REQUIRED WORK: Which lines of the data contain the string "below"? Copy every one.

Point-per-instance localization data

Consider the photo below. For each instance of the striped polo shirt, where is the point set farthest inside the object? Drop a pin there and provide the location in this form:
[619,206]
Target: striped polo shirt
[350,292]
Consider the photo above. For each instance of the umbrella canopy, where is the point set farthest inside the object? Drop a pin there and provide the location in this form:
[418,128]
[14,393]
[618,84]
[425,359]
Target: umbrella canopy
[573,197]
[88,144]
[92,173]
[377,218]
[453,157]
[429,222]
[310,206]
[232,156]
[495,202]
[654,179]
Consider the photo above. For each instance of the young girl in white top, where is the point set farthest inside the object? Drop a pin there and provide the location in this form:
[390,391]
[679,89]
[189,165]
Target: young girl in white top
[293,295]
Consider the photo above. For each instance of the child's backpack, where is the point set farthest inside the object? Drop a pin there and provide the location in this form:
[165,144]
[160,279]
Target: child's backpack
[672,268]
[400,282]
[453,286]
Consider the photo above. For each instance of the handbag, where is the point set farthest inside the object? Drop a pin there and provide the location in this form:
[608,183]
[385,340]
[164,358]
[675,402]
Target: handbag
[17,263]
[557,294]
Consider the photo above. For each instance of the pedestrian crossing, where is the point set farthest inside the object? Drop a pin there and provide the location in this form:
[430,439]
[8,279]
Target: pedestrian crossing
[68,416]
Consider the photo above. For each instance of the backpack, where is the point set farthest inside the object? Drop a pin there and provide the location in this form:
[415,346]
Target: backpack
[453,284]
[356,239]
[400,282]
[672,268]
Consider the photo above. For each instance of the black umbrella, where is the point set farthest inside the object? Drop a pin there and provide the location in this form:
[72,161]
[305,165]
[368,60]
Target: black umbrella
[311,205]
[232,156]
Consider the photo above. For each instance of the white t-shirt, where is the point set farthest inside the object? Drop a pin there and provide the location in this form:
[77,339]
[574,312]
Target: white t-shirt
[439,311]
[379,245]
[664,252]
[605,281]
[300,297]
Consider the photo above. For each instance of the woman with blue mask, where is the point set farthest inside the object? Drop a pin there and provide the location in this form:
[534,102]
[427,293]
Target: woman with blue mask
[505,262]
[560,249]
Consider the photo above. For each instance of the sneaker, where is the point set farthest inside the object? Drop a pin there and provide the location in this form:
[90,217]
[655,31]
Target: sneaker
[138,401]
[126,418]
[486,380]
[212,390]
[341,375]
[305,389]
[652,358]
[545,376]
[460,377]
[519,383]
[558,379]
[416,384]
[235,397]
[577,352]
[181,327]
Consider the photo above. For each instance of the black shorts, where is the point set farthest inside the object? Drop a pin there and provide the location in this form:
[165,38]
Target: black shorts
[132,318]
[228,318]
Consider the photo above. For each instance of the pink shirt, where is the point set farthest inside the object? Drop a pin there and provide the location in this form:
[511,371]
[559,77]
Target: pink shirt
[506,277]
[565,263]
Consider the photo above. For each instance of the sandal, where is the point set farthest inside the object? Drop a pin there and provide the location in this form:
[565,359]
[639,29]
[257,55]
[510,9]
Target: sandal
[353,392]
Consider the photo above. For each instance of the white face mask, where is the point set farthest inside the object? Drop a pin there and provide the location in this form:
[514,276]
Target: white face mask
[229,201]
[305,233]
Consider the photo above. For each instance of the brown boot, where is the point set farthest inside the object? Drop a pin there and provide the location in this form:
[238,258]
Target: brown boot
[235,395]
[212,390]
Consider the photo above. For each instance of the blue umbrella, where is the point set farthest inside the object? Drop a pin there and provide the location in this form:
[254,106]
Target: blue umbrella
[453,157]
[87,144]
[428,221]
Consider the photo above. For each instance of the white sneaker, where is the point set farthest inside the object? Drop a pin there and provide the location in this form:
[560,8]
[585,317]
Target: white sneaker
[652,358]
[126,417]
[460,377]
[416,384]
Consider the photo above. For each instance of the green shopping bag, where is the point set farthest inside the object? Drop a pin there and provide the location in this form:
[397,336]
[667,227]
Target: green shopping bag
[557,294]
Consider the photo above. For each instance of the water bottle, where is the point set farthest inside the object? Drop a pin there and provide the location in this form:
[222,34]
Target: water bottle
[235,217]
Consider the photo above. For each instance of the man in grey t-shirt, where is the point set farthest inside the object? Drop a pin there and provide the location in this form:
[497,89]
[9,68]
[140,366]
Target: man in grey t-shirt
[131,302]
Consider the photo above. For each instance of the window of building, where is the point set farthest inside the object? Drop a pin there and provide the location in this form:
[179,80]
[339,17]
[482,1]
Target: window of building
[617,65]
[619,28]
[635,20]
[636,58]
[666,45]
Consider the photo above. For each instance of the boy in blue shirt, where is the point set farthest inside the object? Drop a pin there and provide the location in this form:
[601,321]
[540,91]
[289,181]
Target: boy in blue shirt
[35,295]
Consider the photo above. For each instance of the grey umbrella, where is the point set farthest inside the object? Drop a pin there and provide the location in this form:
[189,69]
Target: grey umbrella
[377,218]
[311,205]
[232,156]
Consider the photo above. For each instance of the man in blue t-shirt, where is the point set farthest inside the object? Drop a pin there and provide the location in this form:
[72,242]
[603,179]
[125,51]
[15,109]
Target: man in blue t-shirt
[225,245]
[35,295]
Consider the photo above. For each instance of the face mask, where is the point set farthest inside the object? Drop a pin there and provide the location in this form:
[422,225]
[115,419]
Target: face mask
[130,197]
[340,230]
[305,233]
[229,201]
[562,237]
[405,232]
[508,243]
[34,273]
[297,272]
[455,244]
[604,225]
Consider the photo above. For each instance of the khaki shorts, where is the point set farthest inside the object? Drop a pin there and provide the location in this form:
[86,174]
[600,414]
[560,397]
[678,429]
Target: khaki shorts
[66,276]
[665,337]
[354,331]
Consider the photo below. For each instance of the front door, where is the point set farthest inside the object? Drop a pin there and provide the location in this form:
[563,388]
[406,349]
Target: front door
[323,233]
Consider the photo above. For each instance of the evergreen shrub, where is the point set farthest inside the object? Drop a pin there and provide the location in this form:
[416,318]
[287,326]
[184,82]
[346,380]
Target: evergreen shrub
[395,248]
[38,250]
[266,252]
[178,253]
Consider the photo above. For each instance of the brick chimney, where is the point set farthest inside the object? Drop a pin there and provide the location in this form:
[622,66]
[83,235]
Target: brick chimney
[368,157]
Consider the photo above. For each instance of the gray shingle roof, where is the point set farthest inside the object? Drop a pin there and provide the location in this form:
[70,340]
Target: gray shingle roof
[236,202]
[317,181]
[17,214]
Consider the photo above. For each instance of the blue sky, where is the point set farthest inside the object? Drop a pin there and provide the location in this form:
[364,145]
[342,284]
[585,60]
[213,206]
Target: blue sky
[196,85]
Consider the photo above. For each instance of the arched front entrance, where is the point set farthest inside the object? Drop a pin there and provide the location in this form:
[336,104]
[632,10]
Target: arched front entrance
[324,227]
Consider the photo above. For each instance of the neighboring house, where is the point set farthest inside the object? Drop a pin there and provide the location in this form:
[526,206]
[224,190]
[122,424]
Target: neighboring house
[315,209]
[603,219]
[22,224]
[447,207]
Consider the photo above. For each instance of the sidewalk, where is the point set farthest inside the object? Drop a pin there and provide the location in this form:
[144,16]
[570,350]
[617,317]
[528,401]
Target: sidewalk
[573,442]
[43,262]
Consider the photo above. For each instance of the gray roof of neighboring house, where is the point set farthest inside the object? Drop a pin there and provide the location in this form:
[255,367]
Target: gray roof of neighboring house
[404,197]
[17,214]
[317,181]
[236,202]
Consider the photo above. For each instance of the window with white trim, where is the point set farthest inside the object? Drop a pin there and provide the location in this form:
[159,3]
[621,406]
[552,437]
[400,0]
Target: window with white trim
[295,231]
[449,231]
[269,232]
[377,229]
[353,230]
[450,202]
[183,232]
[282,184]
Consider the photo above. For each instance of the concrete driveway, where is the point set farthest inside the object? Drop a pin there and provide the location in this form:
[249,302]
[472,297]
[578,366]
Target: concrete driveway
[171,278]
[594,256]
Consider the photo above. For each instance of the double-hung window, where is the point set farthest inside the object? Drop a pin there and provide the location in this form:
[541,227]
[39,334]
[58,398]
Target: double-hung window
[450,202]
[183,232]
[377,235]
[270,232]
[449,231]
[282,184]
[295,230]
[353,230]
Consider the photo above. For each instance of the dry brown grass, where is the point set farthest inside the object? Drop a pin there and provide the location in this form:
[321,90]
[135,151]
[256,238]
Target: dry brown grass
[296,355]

TASK SOLUTION:
Consider the photo below. For each instance of the striped polo shirt, where is the point set farthest inside the object? Drop a pin there and provide the location in this form:
Consider the photo below. For each instance of the front door, where is the point set farthest inside the object? Drop a pin there and provide the location in this form:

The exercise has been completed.